Given task: Identify each line in the entries below that includes the word "glove". Copy those lines.

(Stored data)
'''
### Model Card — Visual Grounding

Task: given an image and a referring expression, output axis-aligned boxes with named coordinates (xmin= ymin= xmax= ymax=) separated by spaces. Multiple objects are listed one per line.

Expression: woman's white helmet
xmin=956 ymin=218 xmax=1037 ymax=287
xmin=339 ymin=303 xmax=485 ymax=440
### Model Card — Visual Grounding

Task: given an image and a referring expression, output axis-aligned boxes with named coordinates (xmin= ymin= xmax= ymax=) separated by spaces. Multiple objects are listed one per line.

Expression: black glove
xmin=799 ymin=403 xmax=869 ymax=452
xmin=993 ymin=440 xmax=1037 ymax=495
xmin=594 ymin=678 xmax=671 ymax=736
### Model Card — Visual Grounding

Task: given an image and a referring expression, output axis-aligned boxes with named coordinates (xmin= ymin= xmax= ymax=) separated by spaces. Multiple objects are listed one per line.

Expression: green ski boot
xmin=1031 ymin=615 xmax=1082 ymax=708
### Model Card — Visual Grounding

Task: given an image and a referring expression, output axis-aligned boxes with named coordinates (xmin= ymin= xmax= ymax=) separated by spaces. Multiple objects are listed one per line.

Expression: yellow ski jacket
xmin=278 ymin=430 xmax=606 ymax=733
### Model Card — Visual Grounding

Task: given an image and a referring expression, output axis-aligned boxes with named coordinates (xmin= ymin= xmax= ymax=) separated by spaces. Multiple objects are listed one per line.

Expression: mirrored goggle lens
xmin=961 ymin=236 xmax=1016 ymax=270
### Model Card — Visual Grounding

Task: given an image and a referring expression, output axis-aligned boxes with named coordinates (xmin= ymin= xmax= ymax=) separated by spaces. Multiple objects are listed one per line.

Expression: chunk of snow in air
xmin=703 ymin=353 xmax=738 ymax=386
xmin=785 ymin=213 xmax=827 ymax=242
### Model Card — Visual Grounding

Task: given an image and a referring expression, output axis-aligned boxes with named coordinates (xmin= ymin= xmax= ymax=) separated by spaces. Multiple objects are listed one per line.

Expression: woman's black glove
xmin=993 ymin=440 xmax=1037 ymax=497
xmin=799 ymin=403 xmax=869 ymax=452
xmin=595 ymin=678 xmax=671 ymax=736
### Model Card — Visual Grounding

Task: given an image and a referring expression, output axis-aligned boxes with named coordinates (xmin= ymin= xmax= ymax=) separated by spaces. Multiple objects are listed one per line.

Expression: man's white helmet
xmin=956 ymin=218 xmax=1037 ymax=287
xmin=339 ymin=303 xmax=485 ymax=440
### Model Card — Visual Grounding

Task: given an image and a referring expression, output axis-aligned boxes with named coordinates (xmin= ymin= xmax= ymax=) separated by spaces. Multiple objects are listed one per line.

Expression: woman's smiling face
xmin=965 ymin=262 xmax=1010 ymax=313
'''
Solution to this task:
Expression: black glove
Expression: woman's black glove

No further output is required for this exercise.